> WHAT IS EXPECTED
Swap "instance" for "occurrence" throughout the entries that follow, and leave every other word unchanged.

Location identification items
=======

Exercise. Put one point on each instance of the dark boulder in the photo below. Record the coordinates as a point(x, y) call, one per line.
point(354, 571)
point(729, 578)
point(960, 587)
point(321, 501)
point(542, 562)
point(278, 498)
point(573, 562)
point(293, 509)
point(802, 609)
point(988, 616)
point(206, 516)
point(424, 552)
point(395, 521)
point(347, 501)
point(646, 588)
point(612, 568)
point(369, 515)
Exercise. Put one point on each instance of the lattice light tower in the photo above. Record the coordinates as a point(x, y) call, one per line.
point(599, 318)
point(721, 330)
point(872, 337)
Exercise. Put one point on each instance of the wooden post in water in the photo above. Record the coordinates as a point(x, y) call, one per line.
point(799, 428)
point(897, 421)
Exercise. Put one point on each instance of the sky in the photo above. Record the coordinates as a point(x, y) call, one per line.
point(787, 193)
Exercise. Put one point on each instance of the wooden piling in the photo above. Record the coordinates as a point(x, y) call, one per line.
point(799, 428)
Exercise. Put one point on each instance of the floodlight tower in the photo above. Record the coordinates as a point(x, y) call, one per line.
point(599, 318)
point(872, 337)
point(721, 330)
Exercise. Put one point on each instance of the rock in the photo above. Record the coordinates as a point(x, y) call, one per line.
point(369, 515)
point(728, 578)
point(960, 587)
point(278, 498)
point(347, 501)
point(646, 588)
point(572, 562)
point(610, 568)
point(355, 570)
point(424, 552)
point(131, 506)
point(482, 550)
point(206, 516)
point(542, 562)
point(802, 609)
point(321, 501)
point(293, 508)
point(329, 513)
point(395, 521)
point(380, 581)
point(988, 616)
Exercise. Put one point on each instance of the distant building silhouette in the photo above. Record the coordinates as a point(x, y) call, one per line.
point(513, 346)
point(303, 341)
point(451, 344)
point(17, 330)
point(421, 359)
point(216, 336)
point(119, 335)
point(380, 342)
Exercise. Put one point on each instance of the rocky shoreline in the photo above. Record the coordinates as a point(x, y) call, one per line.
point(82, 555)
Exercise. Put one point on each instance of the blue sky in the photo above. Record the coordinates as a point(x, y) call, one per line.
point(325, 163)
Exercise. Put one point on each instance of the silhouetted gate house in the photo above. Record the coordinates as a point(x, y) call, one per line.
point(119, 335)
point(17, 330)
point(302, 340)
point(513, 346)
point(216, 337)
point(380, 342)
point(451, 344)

=======

> WORKED ANSWER
Exercise. Put one point on each occurrence of the dark boulder in the photo below. Record the coordinates as a point(x, y) call, one per line.
point(354, 571)
point(729, 578)
point(960, 587)
point(321, 501)
point(542, 562)
point(278, 498)
point(573, 562)
point(293, 509)
point(802, 609)
point(988, 616)
point(206, 516)
point(424, 552)
point(395, 521)
point(347, 501)
point(646, 588)
point(612, 568)
point(369, 515)
Exercise. Put one point on each occurrence of the lattice light tower in the photo above. Record the coordinates as a point(x, y) call, one per line.
point(599, 318)
point(721, 330)
point(872, 337)
Exercise. Put one point on each occurrence of the wooden post in water in the photo above. Record the coordinates as a point(x, y) call, one per line.
point(799, 428)
point(897, 421)
Exercise. Put one point on each occurrence of the sky in the photo above. Record the coordinates as a point(x, y) call, one per line.
point(787, 193)
Exercise. Put one point on each occurrence of the wooden piling in the photo above. Record the coordinates as a point(x, y) call, one per line.
point(799, 428)
Exercise. Put one point on each occurrence of the floodlight tower in the photo above. Record the coordinates as a point(x, y) call, one per line.
point(599, 318)
point(872, 337)
point(721, 330)
Exercise. Put one point on each occurrence of the rock in the photo above. Record the coordinates as a point(x, y) call, one per line.
point(369, 515)
point(728, 578)
point(960, 587)
point(278, 498)
point(347, 501)
point(646, 588)
point(572, 562)
point(610, 568)
point(355, 570)
point(424, 552)
point(131, 506)
point(482, 550)
point(206, 516)
point(542, 562)
point(802, 609)
point(321, 501)
point(293, 508)
point(329, 513)
point(395, 521)
point(380, 581)
point(988, 616)
Exercise. Put one point on each occurrence of the distant building silhouette in the photo above. Record the coordinates as a point(x, y) call, one per line.
point(513, 346)
point(303, 341)
point(451, 344)
point(17, 330)
point(421, 359)
point(216, 336)
point(119, 335)
point(380, 342)
Exercise. Put one point on each occurrence of the rocky shoreline in the photo above. Record the coordinates as a point(x, y) call, one per line.
point(82, 555)
Exercise. Put one point on each occurrence of the blue sky in the photo above. Record the coordinates as a point(x, y) call, one per line.
point(325, 163)
Exercise. Put one point on each occurrence of the silhouetted gate house in the photo above. Record the coordinates as a point(x, y) call, one per line.
point(119, 335)
point(17, 330)
point(302, 340)
point(513, 346)
point(216, 337)
point(380, 342)
point(451, 344)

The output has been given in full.